_Provided information_

----------

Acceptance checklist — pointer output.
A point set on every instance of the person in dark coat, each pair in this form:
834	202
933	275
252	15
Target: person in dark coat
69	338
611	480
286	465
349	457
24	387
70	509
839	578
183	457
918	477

----------

_Exercise requirements_
Copy the data above line for line, with no changes of any kind.

_Expected output_
Acceptance checklist — pointer output.
A point set on every instance of the person in dark coat, each pair in this form:
834	202
933	275
252	15
Target: person in dark coat
69	338
611	480
286	465
349	457
24	387
70	509
839	578
183	457
918	477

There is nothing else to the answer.